WORK REQUIRED:
Check each line of the data for "water", and copy the ones that have it.

Natural language region descriptions
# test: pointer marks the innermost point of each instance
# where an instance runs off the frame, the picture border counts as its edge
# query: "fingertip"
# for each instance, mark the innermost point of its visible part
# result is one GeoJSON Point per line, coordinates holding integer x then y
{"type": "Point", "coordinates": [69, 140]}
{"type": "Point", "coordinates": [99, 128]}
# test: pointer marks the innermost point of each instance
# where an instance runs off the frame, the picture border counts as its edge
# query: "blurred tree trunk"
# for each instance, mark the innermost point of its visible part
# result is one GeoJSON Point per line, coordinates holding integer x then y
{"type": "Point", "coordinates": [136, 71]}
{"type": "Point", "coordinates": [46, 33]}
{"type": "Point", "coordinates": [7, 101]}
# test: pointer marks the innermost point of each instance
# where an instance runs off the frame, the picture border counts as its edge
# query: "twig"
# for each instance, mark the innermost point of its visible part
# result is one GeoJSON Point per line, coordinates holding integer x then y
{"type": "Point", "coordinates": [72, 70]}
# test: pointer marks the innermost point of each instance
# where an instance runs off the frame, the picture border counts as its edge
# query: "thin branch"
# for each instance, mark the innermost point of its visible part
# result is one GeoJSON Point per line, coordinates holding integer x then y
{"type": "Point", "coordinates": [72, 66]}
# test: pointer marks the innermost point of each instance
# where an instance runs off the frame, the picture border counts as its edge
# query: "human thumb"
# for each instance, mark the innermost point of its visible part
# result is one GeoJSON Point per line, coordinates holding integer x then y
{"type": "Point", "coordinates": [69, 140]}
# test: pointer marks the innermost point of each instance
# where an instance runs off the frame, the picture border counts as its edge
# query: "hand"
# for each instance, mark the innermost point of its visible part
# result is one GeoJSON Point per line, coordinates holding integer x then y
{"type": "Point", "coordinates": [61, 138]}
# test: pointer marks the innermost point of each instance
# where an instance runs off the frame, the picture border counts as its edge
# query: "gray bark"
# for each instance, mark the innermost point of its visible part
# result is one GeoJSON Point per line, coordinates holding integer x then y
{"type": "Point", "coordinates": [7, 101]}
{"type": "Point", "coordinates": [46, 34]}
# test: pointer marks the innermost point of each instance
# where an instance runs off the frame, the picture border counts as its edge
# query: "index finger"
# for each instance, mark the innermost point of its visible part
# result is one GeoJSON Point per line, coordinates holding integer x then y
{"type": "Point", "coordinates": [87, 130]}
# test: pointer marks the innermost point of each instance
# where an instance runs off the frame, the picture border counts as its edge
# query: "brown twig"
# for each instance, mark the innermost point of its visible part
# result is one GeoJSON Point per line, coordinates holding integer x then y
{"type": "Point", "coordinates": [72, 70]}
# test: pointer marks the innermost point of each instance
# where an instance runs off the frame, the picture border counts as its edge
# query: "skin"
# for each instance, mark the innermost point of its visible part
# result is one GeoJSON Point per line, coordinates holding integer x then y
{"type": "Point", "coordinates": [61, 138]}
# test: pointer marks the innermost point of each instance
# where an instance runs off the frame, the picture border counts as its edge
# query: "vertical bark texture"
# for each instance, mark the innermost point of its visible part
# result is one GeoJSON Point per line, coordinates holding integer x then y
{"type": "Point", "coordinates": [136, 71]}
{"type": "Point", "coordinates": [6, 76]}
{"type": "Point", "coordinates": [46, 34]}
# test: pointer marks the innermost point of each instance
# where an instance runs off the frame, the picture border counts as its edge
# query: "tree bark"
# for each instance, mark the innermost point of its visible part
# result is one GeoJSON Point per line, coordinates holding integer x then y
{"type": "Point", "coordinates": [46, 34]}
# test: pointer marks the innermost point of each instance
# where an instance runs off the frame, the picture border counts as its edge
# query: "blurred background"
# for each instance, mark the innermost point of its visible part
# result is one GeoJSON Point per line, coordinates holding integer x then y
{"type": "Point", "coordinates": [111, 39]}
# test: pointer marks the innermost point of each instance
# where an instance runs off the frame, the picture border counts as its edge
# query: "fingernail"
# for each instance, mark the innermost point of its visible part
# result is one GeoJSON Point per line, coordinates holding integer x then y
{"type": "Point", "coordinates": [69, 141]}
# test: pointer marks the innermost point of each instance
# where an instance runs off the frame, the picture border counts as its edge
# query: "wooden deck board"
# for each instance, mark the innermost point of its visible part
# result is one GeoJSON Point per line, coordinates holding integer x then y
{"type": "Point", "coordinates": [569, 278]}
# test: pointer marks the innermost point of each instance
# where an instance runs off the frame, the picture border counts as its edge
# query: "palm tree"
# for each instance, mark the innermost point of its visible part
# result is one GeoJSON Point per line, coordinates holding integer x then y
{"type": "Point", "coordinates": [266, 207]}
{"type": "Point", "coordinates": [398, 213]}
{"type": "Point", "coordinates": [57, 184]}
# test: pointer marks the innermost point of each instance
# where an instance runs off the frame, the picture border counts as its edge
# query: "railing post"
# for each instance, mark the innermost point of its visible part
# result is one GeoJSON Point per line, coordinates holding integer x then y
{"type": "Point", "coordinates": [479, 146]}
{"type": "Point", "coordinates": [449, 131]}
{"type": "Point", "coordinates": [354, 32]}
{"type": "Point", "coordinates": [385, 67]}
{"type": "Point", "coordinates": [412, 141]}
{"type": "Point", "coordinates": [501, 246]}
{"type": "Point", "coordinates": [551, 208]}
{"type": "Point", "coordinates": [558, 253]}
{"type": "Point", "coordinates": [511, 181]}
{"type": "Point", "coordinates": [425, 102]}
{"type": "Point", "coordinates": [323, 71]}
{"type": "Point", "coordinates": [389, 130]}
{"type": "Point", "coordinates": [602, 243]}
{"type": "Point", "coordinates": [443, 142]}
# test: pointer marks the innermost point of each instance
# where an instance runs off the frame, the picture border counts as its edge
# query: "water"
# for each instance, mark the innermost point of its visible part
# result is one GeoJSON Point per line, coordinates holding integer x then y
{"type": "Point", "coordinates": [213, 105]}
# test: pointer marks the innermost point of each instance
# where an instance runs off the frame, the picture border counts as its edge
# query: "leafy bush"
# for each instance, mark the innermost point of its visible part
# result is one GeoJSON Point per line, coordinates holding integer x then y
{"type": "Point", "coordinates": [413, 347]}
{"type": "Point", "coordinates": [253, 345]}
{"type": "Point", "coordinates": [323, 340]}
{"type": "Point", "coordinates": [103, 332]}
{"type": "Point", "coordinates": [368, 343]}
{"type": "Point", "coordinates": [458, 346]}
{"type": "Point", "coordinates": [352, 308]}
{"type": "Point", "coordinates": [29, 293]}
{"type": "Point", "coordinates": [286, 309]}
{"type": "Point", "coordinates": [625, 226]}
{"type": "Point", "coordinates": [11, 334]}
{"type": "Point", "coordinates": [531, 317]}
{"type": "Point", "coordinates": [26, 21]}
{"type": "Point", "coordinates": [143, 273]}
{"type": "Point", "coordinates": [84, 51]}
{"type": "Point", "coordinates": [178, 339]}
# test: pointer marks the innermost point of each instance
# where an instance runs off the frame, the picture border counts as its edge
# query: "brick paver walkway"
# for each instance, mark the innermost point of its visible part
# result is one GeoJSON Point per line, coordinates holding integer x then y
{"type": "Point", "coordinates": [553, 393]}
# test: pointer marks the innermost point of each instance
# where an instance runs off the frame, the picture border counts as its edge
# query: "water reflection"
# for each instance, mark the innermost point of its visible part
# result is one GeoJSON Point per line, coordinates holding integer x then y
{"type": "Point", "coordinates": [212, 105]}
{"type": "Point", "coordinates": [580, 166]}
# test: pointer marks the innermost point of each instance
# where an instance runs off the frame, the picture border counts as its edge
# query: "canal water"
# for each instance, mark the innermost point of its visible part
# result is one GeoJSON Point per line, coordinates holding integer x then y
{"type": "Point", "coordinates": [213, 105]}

ANSWER SECTION:
# query: "water"
# query: "water reflection"
# query: "canal water"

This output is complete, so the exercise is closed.